Task directions –
Whenever a line in this data holds the word "resolution", report that line in full.

___ Data for processing ___

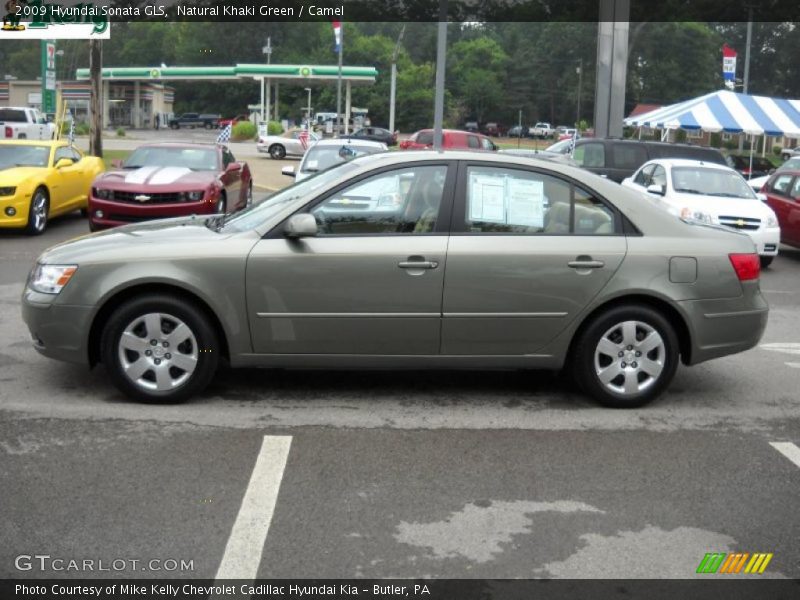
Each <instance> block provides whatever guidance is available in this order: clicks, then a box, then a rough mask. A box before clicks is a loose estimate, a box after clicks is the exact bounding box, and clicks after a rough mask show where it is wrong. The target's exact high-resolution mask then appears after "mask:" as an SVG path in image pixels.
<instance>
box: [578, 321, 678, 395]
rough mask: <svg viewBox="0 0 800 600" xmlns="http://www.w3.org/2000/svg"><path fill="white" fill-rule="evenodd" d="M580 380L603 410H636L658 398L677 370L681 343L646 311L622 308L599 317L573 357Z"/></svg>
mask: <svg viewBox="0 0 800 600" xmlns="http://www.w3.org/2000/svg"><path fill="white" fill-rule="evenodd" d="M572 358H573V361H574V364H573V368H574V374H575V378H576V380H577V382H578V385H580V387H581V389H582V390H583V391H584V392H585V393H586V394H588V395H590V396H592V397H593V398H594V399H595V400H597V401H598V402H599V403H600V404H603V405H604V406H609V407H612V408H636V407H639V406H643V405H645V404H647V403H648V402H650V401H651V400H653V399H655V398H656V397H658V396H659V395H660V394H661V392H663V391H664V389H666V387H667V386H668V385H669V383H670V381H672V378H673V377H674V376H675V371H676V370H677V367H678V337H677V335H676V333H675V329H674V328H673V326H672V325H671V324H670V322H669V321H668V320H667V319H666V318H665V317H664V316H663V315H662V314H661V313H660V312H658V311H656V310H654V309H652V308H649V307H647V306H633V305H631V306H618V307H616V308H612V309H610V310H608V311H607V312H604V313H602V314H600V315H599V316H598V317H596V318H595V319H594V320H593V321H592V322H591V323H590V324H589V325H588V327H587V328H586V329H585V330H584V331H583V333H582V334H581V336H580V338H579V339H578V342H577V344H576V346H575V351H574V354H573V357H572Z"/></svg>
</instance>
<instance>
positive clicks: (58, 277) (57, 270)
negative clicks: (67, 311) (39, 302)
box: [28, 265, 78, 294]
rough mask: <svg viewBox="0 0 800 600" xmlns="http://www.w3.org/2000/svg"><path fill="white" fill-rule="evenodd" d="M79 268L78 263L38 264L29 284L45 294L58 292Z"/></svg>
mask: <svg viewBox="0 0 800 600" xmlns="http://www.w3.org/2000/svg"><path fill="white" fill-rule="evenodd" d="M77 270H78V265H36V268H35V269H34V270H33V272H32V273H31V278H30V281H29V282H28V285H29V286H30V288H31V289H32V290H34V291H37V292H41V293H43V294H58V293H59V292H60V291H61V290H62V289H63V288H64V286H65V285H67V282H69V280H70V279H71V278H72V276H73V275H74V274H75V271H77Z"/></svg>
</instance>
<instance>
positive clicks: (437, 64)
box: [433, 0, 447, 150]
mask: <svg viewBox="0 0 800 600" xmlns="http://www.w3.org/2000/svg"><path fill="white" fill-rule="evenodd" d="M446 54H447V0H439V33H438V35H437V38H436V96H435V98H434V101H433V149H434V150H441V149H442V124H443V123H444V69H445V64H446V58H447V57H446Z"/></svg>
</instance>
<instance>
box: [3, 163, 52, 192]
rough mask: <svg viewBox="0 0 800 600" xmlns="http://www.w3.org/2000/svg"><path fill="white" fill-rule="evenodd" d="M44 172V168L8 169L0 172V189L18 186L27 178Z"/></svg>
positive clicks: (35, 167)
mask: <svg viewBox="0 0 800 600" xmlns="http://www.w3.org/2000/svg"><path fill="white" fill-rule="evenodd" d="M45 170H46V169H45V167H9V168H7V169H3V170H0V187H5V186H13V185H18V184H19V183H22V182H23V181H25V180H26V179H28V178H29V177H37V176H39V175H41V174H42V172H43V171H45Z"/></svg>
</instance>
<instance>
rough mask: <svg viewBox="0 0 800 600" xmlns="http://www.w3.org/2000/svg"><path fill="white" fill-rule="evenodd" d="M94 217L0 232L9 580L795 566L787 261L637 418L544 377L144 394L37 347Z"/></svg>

___
___ Data for processing ___

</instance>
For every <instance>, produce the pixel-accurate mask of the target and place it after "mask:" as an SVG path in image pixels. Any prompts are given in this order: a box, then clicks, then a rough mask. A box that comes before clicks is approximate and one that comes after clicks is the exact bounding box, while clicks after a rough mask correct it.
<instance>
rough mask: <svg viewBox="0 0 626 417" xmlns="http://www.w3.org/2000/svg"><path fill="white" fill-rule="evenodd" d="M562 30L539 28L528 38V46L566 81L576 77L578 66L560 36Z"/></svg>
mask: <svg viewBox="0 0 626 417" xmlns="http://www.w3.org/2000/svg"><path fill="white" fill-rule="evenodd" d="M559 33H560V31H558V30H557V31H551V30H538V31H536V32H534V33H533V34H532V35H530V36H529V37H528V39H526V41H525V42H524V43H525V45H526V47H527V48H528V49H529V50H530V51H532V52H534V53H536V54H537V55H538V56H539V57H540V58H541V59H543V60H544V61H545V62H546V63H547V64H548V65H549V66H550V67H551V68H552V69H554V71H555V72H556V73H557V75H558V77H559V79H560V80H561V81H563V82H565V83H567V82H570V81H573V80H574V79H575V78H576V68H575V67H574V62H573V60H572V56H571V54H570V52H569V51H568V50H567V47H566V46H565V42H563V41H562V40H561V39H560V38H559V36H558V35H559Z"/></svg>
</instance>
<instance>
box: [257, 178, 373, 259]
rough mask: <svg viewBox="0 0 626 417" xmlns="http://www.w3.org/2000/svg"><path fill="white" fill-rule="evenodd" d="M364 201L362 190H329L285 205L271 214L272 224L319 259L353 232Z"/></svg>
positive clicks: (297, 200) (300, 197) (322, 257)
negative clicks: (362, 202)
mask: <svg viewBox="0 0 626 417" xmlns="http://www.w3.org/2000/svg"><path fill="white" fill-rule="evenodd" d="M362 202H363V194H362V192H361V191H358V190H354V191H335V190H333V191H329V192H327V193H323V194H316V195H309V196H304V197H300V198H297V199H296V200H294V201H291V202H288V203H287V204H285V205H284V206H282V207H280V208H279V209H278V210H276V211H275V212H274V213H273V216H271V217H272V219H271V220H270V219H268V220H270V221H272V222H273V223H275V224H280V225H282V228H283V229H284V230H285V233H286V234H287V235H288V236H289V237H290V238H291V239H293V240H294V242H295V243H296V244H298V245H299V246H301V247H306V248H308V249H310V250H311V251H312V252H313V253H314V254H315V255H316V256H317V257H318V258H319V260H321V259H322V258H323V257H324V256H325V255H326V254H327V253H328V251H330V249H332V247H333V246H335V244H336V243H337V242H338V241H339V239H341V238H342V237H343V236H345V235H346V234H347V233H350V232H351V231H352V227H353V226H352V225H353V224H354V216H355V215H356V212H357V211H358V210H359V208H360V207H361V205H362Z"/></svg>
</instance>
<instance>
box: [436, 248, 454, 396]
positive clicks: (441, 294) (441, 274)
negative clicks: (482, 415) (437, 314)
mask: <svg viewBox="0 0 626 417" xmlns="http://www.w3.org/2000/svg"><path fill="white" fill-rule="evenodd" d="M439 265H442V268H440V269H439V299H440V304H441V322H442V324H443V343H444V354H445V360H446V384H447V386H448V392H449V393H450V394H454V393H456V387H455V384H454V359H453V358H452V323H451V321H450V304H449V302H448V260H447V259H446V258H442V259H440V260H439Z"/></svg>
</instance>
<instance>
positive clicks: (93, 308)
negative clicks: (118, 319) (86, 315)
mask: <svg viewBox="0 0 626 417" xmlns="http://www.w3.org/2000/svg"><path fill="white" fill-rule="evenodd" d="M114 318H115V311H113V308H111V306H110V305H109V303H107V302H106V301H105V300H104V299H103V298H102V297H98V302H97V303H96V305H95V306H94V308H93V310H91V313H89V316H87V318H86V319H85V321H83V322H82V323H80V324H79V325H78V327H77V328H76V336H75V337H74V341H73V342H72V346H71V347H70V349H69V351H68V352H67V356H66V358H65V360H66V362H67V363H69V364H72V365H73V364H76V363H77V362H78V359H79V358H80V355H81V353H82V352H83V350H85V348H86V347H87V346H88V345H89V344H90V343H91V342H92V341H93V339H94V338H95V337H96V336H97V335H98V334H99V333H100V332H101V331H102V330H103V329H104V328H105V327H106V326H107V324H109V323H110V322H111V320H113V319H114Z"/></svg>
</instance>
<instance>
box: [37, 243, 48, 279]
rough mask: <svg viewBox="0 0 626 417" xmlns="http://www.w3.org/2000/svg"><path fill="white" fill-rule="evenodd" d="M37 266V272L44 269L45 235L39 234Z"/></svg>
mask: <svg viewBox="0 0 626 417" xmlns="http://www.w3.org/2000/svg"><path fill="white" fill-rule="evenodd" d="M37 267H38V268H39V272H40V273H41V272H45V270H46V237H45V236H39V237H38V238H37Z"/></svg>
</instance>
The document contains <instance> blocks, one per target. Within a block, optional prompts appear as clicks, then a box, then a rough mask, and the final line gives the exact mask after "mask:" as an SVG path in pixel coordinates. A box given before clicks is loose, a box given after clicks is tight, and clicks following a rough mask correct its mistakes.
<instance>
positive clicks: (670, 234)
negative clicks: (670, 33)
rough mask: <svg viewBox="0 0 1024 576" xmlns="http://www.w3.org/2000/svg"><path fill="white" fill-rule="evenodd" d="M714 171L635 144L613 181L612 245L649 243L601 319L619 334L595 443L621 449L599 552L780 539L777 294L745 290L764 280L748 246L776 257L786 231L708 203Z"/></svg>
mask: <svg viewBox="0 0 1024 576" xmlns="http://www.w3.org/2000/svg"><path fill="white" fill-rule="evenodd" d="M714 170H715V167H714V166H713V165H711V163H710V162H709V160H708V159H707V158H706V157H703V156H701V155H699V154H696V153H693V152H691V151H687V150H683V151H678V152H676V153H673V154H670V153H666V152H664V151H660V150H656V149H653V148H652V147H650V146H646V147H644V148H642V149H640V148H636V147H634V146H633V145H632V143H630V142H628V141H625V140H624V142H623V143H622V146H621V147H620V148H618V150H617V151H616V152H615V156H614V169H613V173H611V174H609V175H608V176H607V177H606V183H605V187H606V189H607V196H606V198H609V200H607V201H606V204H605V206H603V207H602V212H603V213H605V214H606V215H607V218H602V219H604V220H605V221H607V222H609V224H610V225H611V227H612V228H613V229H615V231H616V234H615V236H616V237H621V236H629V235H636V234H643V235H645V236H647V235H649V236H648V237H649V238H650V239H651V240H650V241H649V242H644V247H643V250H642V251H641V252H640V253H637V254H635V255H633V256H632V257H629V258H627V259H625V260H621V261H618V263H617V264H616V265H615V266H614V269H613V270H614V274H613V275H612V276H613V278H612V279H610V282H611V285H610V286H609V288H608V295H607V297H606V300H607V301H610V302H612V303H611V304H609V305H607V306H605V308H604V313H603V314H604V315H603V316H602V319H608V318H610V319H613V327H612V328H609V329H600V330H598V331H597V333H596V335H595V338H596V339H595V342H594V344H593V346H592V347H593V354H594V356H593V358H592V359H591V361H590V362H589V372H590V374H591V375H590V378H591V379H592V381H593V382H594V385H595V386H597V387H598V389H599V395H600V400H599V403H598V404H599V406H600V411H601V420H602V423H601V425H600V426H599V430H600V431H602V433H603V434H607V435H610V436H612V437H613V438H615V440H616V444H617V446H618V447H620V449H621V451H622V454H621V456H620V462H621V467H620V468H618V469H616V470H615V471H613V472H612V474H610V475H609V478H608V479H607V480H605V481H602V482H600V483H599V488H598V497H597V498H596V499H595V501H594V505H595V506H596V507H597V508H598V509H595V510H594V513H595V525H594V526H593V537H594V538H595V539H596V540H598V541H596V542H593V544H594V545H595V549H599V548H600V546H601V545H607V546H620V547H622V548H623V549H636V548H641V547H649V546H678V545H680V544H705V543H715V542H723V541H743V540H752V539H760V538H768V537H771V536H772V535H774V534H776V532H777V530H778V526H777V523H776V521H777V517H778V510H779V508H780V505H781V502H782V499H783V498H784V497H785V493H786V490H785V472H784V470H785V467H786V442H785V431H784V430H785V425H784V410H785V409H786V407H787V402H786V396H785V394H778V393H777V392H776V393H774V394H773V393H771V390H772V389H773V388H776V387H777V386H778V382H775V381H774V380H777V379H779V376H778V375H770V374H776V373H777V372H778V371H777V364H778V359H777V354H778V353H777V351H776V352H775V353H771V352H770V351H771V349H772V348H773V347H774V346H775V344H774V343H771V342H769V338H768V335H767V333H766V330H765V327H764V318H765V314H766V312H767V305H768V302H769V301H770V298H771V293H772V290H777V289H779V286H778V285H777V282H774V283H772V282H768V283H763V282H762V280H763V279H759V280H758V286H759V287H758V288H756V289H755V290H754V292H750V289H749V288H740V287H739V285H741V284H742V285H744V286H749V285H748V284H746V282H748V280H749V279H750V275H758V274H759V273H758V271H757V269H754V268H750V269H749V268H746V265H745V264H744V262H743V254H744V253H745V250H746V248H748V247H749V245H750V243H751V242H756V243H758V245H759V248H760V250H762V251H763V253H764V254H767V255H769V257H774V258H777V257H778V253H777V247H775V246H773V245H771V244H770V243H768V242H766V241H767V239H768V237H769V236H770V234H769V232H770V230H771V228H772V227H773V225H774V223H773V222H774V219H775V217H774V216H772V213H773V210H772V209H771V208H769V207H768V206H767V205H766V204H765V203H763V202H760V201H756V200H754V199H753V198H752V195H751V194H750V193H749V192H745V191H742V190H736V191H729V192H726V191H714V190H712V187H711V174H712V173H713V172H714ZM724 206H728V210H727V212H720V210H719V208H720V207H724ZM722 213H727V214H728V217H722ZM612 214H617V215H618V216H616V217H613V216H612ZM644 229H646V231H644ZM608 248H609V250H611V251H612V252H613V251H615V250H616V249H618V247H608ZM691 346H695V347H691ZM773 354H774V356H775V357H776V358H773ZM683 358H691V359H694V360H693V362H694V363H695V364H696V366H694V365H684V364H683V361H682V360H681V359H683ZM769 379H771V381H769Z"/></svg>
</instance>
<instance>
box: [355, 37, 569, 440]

___
___ Data for processing ___

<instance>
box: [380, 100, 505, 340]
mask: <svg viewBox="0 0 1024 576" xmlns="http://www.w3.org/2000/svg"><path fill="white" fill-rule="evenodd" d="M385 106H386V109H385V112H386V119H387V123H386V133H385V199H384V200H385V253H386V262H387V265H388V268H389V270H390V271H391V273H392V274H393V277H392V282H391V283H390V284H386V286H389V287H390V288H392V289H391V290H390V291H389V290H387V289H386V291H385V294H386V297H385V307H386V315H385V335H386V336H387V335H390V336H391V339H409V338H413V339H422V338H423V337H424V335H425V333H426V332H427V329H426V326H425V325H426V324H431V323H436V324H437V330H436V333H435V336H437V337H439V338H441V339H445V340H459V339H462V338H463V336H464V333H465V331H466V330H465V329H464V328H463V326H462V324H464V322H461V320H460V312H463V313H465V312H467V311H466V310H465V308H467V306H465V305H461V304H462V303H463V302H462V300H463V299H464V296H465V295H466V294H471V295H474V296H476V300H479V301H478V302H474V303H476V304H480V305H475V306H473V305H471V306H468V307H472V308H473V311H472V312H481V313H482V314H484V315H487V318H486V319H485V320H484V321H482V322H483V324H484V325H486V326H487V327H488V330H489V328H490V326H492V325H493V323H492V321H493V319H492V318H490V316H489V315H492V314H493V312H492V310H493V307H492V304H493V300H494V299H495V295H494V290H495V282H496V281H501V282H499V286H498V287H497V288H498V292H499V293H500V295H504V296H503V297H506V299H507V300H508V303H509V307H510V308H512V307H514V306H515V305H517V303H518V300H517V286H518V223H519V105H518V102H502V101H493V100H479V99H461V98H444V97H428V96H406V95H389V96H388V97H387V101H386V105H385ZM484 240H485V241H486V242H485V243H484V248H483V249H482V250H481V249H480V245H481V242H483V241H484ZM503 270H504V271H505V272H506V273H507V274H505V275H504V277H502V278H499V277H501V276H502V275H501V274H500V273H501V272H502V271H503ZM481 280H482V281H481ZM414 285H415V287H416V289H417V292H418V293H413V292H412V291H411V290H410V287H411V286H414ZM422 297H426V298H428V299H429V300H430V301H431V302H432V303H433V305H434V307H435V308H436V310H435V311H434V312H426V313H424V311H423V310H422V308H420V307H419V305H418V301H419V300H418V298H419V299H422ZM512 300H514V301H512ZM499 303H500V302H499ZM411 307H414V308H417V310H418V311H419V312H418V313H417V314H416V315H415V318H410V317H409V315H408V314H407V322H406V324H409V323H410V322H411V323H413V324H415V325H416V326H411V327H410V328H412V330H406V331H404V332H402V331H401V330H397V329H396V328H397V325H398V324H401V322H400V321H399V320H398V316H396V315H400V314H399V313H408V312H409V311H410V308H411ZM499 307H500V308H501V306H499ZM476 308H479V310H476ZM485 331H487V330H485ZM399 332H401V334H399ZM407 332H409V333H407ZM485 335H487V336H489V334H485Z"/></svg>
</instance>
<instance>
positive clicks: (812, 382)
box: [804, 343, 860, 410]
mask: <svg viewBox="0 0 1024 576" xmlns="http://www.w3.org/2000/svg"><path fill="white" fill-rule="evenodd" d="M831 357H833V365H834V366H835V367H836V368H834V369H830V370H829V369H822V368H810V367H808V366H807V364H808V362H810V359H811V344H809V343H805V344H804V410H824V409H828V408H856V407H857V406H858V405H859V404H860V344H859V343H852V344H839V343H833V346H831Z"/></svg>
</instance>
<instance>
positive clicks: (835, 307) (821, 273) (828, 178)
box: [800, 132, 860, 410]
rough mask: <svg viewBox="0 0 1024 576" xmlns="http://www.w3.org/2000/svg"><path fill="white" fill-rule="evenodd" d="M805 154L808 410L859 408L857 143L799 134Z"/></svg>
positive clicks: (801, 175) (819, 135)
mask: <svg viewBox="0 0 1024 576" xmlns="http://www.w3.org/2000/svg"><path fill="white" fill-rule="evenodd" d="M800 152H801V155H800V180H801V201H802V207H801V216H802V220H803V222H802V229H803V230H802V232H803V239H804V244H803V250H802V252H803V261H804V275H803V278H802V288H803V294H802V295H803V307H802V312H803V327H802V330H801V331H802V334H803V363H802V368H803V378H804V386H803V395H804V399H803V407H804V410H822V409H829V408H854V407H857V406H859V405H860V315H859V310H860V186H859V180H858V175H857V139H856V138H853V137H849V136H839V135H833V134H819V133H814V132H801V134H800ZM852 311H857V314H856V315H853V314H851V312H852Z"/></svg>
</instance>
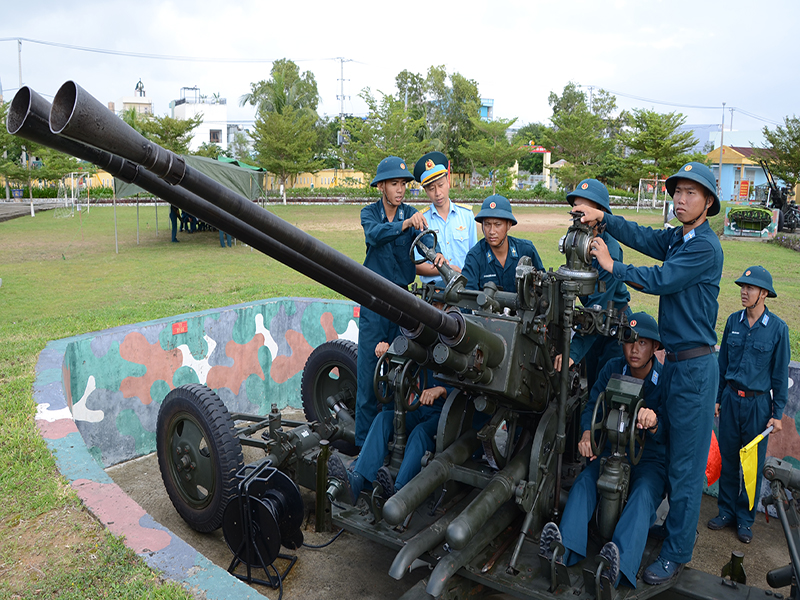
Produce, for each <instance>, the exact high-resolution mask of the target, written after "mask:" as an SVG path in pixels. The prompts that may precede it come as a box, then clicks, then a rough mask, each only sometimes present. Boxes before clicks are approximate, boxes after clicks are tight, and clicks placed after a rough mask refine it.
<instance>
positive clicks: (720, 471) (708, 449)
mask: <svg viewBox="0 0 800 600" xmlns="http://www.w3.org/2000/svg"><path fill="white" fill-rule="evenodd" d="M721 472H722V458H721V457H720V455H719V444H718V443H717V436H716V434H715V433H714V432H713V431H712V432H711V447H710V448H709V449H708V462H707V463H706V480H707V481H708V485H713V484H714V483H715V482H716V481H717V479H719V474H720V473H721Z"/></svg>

___

Answer space –
Each <instance> block provides whatever guidance is available in this order: clicks, then a box, then a rough mask. A box before clicks is a loose estimate, a box after clicks is the exact bounding box, and clicks after a rough mask show where it is wrong. The target's exact high-resolution mask then appears after "mask:" as an SVG path in image pixels.
Produce, for each <instance>, the exact high-resolution mask of the target, written after "mask:" as an SVG path in pixels. The prompts that may precede it come as a box, then clicks, then a rough mask, each only sometimes present. Boxes before clicks are approximate, boxes after clicks are tight, and clicks placed after a rough mask refine it.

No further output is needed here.